Excerpt to read
+ + + +
In the Smith family, as far as I can tell, most of my ancestors were English or of English origin.  Before 1860, the Smiths were 100% English, specifically from the Cumberland Fells.  It was only after my line of the Smiths moved to Ireland in the 1850s that anything changed, although not a lot at first.  When the Smiths started to marry in Ireland, they selected spouses who were also English, such as Backhouse and Brindley, or had English forebears, such as Upton.  In my grandfather’s generation, the Smiths married people called Mounsey, Nicholson and Hodgins – all born in Ireland but of English origin, I believe.  My grandfather William Smith’s wife came from a different country.

Agnes McSymon Anderson was 100% Scottish – and proud of it.  All her life she retained her Scottish accent although it was not particularly pronounced.  She was always Scottish – never Scotch, which was too closely tied to whisky in her mind and she disapproved of alcohol.She was fond of wearing jewellery made of Scottish gemstones and I remember she had at one time a pair of grey leather gloves lined with the Anderson tartan.  I thought that was very smart (I was probably about 6 years old at the time).
+ + + +
To be done
Return the text about the Smith family's ancestry word for word, from "In the Smith" up to and including "a different country.".

Information given
+ + + +
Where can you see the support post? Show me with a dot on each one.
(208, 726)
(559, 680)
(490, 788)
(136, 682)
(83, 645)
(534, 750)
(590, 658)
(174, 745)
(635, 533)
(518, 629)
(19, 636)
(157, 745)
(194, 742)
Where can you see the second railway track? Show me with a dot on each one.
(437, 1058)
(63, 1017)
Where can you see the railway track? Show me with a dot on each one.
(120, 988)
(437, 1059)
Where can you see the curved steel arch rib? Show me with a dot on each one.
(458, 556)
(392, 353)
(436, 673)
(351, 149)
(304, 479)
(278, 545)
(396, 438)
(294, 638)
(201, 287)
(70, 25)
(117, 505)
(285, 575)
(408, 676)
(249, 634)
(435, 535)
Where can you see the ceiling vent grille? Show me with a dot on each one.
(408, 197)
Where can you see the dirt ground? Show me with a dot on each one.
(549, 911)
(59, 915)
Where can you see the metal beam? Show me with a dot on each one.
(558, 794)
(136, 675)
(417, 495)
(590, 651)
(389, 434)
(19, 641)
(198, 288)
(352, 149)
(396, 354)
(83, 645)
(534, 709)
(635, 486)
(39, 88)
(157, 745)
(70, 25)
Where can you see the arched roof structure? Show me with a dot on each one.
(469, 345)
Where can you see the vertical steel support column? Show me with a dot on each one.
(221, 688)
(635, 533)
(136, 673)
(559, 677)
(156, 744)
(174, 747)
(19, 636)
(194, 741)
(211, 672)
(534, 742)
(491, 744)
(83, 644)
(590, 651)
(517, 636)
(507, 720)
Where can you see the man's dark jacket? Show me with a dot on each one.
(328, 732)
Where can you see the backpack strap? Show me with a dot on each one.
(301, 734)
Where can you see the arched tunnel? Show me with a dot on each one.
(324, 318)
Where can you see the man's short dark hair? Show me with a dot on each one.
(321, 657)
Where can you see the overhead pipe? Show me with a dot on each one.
+ + + +
Finished exercise
In the Smith family, as far as I can tell, most of my ancestors were English or of English origin.  Before 1860, the Smiths were 100% English, specifically from the Cumberland Fells.  It was only after my line of the Smiths moved to Ireland in the 1850s that anything changed, although not a lot at first.  When the Smiths started to marry in Ireland, they selected spouses who were also English, such as Backhouse and Brindley, or had English forebears, such as Upton.  In my grandfather’s generation, the Smiths married people called Mounsey, Nicholson and Hodgins – all born in Ireland but of English origin, I believe.  My grandfather William Smith’s wife came from a different country.